Goal of the exercise: Copy the records below exactly as they are written.

>>

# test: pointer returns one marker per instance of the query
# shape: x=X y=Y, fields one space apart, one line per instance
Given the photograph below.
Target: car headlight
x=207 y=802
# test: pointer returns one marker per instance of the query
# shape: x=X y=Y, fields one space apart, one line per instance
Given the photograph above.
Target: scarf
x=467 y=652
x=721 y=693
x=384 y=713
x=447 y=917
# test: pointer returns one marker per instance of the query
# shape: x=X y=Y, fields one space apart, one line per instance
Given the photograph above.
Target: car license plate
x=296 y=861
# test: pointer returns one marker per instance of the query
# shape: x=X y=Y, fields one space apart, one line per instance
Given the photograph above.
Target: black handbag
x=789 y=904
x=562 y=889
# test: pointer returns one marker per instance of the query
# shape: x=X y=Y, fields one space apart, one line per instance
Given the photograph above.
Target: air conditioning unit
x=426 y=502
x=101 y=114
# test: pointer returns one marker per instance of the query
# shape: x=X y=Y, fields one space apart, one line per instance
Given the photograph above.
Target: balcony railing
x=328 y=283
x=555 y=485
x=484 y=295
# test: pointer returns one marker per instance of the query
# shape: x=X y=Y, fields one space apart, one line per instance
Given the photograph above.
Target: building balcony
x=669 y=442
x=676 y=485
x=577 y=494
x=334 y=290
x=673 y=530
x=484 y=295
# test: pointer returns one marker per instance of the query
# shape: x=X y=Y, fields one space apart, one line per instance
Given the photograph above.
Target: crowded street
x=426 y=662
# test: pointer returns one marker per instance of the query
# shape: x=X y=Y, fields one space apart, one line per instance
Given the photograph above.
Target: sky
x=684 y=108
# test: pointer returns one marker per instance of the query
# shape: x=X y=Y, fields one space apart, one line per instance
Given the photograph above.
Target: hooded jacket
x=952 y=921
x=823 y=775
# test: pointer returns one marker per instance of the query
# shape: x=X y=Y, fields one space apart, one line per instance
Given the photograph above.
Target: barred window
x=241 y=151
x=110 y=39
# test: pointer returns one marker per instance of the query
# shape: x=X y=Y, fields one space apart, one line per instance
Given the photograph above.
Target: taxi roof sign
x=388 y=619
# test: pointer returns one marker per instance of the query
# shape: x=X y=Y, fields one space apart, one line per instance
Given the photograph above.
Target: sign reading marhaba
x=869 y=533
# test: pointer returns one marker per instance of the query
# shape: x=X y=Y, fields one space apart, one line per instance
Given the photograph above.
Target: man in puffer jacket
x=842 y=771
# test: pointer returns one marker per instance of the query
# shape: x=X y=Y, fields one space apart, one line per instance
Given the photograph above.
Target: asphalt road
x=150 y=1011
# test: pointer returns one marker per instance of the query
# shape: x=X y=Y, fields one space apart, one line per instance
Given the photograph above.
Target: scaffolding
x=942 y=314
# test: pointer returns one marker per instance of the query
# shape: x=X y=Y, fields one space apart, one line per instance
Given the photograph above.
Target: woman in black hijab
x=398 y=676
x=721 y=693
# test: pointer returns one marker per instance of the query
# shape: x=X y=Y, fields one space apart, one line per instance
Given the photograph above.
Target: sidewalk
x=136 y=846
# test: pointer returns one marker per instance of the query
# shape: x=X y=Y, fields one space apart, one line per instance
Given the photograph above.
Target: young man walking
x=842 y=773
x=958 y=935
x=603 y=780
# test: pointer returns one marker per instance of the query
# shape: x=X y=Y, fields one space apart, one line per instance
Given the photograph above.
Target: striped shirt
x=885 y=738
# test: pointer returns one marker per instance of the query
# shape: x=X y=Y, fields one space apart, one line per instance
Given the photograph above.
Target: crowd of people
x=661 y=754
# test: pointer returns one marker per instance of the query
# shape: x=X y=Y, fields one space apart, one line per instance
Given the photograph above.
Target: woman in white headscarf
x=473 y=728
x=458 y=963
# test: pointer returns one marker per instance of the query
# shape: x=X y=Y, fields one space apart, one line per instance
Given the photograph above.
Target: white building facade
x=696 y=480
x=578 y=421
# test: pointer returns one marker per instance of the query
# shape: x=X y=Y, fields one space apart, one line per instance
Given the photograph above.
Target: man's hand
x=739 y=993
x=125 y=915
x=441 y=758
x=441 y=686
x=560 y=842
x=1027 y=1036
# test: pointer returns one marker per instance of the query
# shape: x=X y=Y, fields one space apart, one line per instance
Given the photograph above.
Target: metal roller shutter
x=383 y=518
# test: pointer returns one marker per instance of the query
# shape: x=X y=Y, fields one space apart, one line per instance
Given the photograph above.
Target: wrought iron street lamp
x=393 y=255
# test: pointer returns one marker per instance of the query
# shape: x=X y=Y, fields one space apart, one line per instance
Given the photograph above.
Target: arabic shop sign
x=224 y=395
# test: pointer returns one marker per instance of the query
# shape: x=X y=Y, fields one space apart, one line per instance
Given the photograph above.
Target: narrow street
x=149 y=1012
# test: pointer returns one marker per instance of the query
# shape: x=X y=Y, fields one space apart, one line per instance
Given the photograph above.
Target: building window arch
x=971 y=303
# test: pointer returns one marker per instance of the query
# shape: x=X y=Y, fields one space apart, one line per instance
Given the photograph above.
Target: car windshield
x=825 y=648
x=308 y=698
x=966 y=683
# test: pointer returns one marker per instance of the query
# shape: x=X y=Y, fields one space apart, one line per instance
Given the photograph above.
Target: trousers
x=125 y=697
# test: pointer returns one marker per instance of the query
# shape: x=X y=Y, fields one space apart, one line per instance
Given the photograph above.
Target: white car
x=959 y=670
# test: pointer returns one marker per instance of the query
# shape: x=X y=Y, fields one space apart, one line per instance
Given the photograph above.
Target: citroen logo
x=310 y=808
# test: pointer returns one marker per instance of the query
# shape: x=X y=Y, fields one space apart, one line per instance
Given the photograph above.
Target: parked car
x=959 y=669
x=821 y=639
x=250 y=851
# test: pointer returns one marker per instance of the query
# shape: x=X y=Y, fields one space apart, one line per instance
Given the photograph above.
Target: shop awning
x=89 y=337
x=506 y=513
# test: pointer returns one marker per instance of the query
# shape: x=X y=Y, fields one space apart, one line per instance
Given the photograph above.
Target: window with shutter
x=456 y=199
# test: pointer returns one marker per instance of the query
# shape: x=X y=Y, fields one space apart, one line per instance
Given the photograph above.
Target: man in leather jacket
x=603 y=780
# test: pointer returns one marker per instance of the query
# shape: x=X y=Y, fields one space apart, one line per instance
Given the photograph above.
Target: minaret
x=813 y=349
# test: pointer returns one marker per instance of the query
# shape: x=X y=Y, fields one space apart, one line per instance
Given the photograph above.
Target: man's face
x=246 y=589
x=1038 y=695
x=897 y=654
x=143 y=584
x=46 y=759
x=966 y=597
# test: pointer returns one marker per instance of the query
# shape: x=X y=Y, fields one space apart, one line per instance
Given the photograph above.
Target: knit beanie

<<

Reply:
# test: pointer returns one marker per instance of the query
# shape: x=X y=Y, fields one space apart, one line per instance
Given the photograph below.
Target: car headlight
x=207 y=802
# test: pointer returns one marker per instance of the query
# shape: x=X y=Y, fields one space apart, one line per instance
Given the photograph above.
Target: scarf
x=467 y=652
x=721 y=693
x=384 y=713
x=447 y=917
# test: pointer returns one marker per instance of the query
# shape: x=X y=Y, fields one space apart, one line per instance
Given the photograph above.
Target: car license plate
x=296 y=861
# test: pointer returns one marker per instance of the query
# shape: x=X y=Y, fields one space apart, one line per instance
Given the photograph above.
Target: black handbag
x=789 y=904
x=562 y=889
# test: pointer returns one marker per instance of the query
# shape: x=X y=Y, fields one space apart, one line per instance
Given the photograph above.
Target: air conditioning unit
x=426 y=502
x=101 y=114
# test: pointer returns one marker per instance of the query
# shape: x=X y=Y, fields one space apart, one line per instance
Given the photograph above.
Target: balcony railing
x=328 y=283
x=555 y=485
x=484 y=295
# test: pointer returns one marker per instance of the query
# shape: x=X y=Y, fields one space apart, one line per instance
Given the photograph above.
Target: building balcony
x=669 y=442
x=676 y=485
x=577 y=494
x=334 y=290
x=673 y=530
x=484 y=295
# test: pointer returns one marker per instance of the query
# shape: x=X y=Y, fields one space apart, one line per instance
Given the photograph above.
Target: crowded street
x=426 y=662
# test: pointer returns one marker per instance of the query
# shape: x=X y=Y, fields one space apart, one line per instance
Given the photograph above.
Target: sky
x=684 y=108
# test: pointer returns one marker per instance of the query
# shape: x=X y=Y, fields one space apart, one line per instance
Given the photograph above.
Target: hooded jacket
x=952 y=921
x=823 y=775
# test: pointer returns one marker per instance of the query
# shape: x=X y=Y, fields one space apart, one line per instance
Given the photograph above.
Target: barred window
x=241 y=151
x=110 y=39
# test: pointer returns one marker per instance of the query
# shape: x=X y=Y, fields one space apart, one line per instance
Given the photograph above.
Target: taxi roof sign
x=388 y=619
# test: pointer returns one marker per instance of the query
# shape: x=X y=Y, fields one space apart, one line per instance
Given the photograph above.
Target: sign reading marhaba
x=869 y=533
# test: pointer returns one marker per instance of the query
# shape: x=X y=Y, fields one space apart, one line per instance
Given the photograph above.
Target: man in puffer jacket
x=842 y=771
# test: pointer returns one marker per instance of the query
# shape: x=X y=Y, fields one space apart, one line per instance
Given the photograph above.
Target: asphalt road
x=150 y=1011
# test: pointer returns one marker per instance of the query
# shape: x=X y=Y, fields one space apart, one line per instance
Given the photograph above.
Target: scaffolding
x=942 y=314
# test: pointer returns one marker per instance of the query
# shape: x=X y=Y, fields one space apart, one line per instance
Given the photograph above.
Target: woman in black hijab
x=398 y=676
x=721 y=693
# test: pointer returns one marker per instance of the query
# shape: x=X y=Y, fields one space apart, one line per instance
Given the photograph above.
Target: sidewalk
x=136 y=846
# test: pointer returns one marker per instance of the query
# shape: x=X y=Y, fields one space apart, one line per instance
Given the photograph above.
Target: young man walking
x=842 y=773
x=958 y=935
x=603 y=780
# test: pointer returns one marker per instance of the query
# shape: x=X y=Y, fields one space apart, one line per instance
Given the photograph above.
Target: striped shirt
x=885 y=738
# test: pointer returns one marker per instance of the query
# shape: x=X y=Y, fields one space apart, one line per instance
Given the photograph above.
Target: crowd of people
x=661 y=754
# test: pointer returns one marker per instance of the query
# shape: x=X y=Y, fields one space apart, one line per instance
Given the photograph above.
Target: woman in white headscarf
x=473 y=728
x=458 y=963
# test: pointer returns one marker per instance of the query
# shape: x=X y=Y, fields one space apart, one line per instance
Given the photograph above.
Target: white building facade
x=696 y=480
x=578 y=421
# test: pointer returns one marker per instance of the query
# shape: x=X y=Y, fields one space apart, one line per instance
Given the photograph above.
Target: man's hand
x=739 y=993
x=125 y=915
x=441 y=758
x=441 y=686
x=560 y=842
x=1027 y=1036
# test: pointer returns one marker per instance of the query
# shape: x=X y=Y, fields one space apart, one line per instance
Given the photograph above.
Target: metal roller shutter
x=383 y=518
# test: pointer returns one marker per instance of the query
# shape: x=X y=Y, fields one space apart, one line per instance
Given the photograph above.
Target: wrought iron street lamp
x=393 y=255
# test: pointer returns one marker per instance of the query
# shape: x=X y=Y, fields one space apart, one line per instance
Given the photograph above.
Target: arabic shop sign
x=224 y=395
# test: pointer returns one marker per instance of the query
# shape: x=X y=Y, fields one space apart, one line per instance
Given the photograph above.
Target: narrow street
x=149 y=1012
# test: pointer returns one marker per instance of the query
# shape: x=X y=Y, fields one space apart, one line per instance
Given the photograph above.
Target: building window arch
x=971 y=303
# test: pointer returns one marker per instance of the query
# shape: x=X y=Y, fields one space apart, one line per instance
Given the photograph above.
Target: car windshield
x=825 y=648
x=308 y=698
x=966 y=683
# test: pointer returns one marker per instance of the query
# shape: x=X y=Y, fields one space apart, one line per instance
Given the photograph above.
Target: trousers
x=125 y=697
# test: pointer returns one marker per instance of the query
# shape: x=X y=Y, fields one space apart, one line per instance
Given the photograph above.
Target: white car
x=959 y=670
# test: pointer returns one marker per instance of the query
# shape: x=X y=Y, fields one space apart, one line per instance
Given the photograph above.
Target: citroen logo
x=310 y=808
# test: pointer returns one marker per instance of the query
# shape: x=X y=Y, fields one space apart, one line per instance
Given the photograph above.
Target: parked car
x=959 y=669
x=821 y=639
x=250 y=851
# test: pointer returns one marker per instance of the query
# shape: x=X y=Y, fields one space apart, one line per instance
Given the photograph above.
Target: shop awning
x=89 y=337
x=506 y=513
# test: pointer returns one marker per instance of the query
# shape: x=X y=Y, fields one space apart, one line per instance
Given the photograph above.
Target: window with shutter
x=456 y=199
# test: pointer returns one marker per instance of the query
# shape: x=X y=Y, fields one space apart, one line per instance
Given the photograph above.
Target: man in leather jacket
x=603 y=780
# test: pointer returns one marker per instance of the query
# shape: x=X y=Y, fields one space apart, one line per instance
Given the photograph above.
Target: minaret
x=813 y=349
# test: pointer returns one marker per instance of the query
# shape: x=X y=Y, fields one space apart, one line per instance
Given the photograph above.
Target: man's face
x=246 y=589
x=1038 y=695
x=897 y=654
x=143 y=584
x=46 y=759
x=966 y=597
# test: pointer returns one marker per instance of the query
# shape: x=X y=Y, fields one space apart, one line per instance
Given the photograph above.
Target: knit beanie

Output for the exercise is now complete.